## EXERCISE INSTRUCTIONS:
The material below holds a span beginning at the line with "the guitar strings" and ending at the line with "the ceiling tile". Quote that span exactly, both ends included, and only that span.

## EXCERPTED DATA:
======

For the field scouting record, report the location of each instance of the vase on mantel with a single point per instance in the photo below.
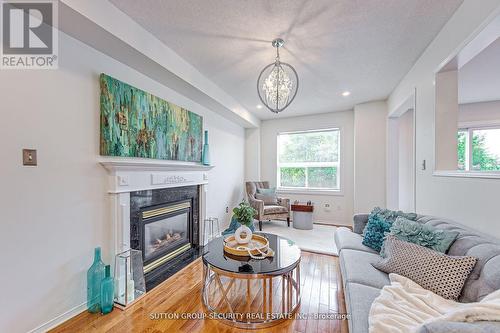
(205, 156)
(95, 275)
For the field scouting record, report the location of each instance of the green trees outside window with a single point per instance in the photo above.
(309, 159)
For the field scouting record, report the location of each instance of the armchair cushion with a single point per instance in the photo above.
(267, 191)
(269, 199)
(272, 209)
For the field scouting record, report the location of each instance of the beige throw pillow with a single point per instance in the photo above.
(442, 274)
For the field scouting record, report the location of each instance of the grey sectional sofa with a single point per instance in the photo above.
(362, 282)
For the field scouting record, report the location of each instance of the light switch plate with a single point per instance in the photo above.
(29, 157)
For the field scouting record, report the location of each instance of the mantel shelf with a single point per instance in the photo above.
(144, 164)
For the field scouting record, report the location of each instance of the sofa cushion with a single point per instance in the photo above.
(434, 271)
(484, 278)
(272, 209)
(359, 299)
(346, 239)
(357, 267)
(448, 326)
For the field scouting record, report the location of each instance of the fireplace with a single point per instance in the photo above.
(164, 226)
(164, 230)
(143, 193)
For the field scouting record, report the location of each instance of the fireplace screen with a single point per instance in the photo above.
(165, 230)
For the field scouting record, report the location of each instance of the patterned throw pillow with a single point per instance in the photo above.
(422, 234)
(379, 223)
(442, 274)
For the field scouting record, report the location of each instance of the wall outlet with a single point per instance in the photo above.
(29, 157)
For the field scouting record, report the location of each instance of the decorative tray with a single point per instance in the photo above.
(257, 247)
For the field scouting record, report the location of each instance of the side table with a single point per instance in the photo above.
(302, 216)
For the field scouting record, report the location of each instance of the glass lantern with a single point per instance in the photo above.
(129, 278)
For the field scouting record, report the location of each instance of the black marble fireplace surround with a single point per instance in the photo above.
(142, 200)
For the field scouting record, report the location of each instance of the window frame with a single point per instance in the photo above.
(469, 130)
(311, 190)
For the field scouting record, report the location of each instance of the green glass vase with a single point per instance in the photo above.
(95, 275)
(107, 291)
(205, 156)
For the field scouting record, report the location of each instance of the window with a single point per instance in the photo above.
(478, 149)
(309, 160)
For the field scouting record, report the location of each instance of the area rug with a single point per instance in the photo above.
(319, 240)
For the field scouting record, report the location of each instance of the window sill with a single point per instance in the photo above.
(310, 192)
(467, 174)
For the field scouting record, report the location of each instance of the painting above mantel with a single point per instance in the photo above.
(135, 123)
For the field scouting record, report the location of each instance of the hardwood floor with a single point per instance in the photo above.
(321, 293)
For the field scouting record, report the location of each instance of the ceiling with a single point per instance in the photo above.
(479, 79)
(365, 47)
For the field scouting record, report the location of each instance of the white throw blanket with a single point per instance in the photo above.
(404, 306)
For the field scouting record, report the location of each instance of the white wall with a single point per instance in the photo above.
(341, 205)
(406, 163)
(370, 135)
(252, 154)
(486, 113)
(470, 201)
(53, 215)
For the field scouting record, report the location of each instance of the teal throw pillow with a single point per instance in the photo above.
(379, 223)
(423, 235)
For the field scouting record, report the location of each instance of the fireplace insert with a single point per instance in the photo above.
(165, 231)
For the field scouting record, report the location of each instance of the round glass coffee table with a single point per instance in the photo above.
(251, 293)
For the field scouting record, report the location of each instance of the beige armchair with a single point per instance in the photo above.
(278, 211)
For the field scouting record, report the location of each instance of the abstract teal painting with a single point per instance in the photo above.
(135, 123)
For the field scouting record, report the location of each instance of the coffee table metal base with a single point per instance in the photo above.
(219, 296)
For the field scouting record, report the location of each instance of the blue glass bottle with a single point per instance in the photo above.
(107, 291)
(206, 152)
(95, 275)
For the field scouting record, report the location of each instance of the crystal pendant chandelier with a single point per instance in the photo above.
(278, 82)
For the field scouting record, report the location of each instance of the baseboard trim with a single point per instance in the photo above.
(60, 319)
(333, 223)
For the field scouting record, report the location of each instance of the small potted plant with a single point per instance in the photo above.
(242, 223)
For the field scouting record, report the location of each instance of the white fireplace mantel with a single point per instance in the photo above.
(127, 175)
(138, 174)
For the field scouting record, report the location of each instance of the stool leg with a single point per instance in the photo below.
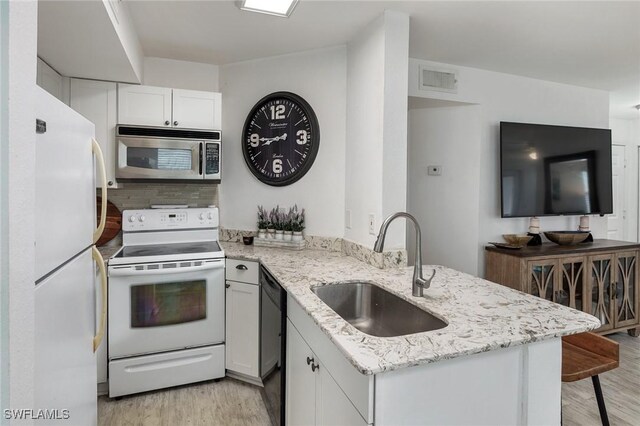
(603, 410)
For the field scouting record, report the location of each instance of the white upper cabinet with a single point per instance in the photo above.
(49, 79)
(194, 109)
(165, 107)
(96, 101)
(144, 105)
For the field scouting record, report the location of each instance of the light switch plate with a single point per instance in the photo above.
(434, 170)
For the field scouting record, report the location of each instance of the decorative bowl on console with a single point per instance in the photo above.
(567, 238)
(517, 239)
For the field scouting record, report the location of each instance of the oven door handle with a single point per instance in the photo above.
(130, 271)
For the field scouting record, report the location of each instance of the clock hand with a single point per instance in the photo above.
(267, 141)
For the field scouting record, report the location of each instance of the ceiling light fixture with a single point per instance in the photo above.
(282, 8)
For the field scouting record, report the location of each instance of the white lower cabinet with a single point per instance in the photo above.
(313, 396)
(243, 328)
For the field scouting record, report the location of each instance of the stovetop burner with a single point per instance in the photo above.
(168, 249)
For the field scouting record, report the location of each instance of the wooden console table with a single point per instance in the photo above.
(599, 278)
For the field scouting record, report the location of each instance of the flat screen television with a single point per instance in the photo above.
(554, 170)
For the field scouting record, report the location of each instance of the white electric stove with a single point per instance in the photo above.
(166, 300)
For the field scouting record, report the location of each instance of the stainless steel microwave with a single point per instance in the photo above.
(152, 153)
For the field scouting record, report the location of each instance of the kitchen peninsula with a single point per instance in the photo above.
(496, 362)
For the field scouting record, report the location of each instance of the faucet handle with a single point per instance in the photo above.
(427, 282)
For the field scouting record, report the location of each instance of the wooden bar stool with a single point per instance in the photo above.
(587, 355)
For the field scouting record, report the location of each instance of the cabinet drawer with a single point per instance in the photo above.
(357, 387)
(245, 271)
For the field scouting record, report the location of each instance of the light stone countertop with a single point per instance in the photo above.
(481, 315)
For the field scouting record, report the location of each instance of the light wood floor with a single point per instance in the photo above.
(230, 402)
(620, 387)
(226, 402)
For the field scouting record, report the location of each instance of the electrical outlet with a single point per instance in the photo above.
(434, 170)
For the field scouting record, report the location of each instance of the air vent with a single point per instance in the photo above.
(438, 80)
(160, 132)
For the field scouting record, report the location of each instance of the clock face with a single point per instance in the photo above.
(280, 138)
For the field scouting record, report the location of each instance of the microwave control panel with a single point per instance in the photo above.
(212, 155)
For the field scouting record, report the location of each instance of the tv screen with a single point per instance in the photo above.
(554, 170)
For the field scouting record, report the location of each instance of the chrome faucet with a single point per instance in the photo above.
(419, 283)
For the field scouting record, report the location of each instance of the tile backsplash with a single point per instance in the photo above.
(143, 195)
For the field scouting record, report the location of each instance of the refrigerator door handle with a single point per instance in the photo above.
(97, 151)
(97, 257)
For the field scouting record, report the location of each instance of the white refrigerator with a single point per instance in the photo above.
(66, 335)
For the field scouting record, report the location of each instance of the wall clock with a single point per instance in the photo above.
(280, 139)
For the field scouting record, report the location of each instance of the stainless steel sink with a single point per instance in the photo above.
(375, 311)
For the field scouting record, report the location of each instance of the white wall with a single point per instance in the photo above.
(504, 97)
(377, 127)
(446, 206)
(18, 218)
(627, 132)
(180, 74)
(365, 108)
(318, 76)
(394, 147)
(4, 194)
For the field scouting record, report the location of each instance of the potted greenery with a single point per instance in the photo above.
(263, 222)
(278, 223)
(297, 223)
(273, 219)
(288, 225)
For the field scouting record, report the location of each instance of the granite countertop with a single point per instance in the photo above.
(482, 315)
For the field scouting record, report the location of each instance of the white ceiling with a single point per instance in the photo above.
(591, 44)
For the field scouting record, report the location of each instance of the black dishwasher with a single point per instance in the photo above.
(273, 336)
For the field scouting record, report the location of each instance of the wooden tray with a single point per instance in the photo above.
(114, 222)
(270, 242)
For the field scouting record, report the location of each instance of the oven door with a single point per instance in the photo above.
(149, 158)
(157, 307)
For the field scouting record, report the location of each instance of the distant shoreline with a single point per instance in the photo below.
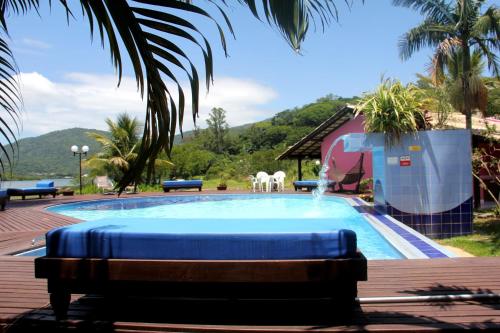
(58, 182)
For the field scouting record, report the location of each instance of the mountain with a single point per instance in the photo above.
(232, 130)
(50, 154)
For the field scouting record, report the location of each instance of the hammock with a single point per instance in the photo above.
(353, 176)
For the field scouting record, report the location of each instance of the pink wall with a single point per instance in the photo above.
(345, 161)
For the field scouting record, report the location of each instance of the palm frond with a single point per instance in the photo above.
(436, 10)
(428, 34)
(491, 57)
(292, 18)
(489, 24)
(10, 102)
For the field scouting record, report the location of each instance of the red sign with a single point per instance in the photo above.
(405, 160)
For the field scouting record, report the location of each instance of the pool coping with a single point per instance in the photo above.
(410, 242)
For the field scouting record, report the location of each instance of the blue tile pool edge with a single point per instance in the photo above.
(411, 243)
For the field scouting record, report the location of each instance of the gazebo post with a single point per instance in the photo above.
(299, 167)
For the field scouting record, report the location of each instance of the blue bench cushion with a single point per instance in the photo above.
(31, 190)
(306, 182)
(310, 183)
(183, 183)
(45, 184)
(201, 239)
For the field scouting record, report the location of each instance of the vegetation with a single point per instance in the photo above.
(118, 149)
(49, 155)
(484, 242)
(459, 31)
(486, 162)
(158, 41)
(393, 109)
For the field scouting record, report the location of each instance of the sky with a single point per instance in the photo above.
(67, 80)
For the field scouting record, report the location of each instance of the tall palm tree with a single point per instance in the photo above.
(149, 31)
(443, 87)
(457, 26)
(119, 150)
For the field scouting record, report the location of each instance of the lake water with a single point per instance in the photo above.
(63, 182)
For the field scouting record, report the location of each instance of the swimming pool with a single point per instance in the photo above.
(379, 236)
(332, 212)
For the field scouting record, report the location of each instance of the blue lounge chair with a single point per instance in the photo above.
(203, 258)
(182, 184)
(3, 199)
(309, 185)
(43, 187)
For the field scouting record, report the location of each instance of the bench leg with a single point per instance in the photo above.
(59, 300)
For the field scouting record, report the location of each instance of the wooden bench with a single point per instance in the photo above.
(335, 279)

======

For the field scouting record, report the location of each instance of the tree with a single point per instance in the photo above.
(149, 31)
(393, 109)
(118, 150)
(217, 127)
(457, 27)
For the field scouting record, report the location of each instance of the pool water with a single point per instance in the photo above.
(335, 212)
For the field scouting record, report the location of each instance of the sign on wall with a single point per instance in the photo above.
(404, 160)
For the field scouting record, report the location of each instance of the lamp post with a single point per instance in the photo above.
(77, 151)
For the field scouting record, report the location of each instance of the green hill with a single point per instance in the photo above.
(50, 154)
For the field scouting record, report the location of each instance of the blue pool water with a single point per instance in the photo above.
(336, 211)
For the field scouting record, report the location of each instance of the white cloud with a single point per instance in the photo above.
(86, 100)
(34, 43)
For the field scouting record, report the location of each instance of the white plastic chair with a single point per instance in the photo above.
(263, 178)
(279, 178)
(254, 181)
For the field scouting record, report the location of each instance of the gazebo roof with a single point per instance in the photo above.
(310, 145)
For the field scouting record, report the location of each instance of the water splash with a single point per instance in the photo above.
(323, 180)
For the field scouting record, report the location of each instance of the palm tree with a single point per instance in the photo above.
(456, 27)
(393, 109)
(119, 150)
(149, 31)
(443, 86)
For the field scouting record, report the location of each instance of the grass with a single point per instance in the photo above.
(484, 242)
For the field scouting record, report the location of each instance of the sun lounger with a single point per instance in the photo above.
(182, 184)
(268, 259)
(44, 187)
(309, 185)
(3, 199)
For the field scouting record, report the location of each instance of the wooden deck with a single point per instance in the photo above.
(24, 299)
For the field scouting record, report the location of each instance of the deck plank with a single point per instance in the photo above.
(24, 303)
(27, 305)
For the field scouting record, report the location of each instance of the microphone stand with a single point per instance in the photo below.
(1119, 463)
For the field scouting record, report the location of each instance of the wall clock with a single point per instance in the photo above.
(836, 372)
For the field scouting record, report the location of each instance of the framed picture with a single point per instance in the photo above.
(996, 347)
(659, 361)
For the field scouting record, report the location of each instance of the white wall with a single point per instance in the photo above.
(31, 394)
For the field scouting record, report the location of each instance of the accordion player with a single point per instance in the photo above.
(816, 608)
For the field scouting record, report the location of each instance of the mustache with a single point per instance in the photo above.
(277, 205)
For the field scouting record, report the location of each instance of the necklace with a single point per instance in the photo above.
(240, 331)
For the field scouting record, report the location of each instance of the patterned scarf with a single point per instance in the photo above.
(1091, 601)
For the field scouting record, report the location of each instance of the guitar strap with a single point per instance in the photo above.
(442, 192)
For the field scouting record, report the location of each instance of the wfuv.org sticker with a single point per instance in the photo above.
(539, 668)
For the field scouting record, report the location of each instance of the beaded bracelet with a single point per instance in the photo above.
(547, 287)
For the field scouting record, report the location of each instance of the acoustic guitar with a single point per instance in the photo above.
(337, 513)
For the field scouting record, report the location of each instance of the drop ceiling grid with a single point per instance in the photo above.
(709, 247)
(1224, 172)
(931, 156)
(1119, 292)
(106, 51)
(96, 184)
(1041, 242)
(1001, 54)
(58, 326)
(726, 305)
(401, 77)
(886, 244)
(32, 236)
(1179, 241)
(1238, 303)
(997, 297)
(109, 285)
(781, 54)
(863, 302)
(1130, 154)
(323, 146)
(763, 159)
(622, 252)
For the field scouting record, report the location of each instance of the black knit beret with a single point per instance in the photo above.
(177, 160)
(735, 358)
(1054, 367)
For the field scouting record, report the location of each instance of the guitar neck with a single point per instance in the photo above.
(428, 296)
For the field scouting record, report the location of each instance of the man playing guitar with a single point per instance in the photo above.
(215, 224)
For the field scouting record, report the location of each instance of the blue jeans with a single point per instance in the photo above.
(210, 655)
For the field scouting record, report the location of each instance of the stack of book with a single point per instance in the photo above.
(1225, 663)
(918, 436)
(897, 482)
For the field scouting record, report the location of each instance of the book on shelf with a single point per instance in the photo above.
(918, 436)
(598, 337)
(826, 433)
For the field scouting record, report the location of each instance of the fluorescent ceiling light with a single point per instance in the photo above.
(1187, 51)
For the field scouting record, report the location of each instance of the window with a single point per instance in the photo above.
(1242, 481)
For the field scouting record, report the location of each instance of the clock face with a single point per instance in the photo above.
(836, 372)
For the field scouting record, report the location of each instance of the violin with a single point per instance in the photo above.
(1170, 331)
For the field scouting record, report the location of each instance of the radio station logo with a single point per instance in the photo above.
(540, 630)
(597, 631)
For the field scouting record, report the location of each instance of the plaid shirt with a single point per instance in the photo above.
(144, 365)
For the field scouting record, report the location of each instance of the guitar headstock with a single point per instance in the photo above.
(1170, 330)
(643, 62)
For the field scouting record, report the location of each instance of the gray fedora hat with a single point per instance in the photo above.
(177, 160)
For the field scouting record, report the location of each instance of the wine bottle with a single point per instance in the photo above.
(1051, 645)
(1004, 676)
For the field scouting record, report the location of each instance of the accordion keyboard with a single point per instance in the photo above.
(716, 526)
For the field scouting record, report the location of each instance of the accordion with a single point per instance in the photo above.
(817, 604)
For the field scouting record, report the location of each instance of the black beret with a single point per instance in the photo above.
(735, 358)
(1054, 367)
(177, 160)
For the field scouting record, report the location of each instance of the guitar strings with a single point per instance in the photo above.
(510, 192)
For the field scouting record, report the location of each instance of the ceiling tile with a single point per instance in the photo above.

======

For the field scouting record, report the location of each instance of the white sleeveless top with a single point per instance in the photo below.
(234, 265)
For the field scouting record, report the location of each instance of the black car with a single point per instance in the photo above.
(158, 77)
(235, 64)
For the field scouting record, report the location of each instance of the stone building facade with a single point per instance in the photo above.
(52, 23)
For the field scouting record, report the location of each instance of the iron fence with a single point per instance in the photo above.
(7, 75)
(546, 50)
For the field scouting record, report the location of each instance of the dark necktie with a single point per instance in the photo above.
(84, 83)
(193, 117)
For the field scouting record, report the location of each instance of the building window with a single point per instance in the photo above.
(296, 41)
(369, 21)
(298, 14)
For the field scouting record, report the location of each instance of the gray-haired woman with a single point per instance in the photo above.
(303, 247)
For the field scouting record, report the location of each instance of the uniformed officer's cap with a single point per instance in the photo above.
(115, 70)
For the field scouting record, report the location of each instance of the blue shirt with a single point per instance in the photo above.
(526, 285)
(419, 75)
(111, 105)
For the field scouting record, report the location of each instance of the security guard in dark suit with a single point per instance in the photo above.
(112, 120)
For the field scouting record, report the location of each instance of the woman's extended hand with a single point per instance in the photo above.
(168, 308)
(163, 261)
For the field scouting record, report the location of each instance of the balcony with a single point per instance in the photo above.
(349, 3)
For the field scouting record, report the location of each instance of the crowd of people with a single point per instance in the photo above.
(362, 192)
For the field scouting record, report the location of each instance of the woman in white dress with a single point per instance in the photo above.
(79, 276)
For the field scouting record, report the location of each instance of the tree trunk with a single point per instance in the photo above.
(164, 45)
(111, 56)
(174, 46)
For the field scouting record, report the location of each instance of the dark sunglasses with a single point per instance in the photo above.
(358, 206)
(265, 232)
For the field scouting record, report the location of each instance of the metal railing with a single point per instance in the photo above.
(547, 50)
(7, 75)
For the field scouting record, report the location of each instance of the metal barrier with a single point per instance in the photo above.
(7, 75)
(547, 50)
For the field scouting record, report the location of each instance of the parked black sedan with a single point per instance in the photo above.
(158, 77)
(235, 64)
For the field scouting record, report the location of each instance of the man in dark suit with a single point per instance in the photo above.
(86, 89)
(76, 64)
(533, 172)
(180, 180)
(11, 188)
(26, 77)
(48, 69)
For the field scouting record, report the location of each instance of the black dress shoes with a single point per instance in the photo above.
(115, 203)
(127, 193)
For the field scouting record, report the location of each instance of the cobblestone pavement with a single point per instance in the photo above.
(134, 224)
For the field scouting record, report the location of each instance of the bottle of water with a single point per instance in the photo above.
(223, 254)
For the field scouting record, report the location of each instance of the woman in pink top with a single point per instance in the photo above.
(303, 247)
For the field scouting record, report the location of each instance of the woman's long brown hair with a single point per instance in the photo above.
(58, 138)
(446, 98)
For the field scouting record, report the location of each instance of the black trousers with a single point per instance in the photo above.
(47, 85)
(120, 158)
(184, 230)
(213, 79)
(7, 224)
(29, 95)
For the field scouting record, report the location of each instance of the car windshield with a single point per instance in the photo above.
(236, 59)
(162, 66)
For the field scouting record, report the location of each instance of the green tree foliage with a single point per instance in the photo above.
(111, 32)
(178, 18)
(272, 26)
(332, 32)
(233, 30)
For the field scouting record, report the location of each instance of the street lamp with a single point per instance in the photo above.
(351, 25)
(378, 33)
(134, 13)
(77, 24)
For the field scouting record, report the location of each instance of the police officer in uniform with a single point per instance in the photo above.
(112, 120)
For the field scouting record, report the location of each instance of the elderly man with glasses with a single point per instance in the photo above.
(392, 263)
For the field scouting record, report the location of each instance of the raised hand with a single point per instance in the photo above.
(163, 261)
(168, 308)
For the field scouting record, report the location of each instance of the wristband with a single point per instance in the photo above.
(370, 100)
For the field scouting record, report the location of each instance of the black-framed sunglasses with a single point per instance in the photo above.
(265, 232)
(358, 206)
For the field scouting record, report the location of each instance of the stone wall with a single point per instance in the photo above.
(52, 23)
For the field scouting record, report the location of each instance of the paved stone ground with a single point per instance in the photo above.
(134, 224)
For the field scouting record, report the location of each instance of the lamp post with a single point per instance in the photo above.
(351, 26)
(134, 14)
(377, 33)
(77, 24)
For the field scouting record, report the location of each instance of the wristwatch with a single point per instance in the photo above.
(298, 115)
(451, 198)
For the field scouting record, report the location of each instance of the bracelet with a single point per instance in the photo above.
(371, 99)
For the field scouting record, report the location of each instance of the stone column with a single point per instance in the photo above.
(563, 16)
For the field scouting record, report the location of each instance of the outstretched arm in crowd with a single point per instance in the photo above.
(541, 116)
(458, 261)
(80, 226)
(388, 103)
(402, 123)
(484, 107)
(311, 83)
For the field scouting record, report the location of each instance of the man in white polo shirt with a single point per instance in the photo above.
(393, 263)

======

## TASK RESPONSE:
For the field scouting record, report the location of each instance of the guitar strings with a single point per instance in the photo above.
(510, 192)
For the field scouting record, report the location of each instance of the ceiling tile with a single point per instance in the photo above.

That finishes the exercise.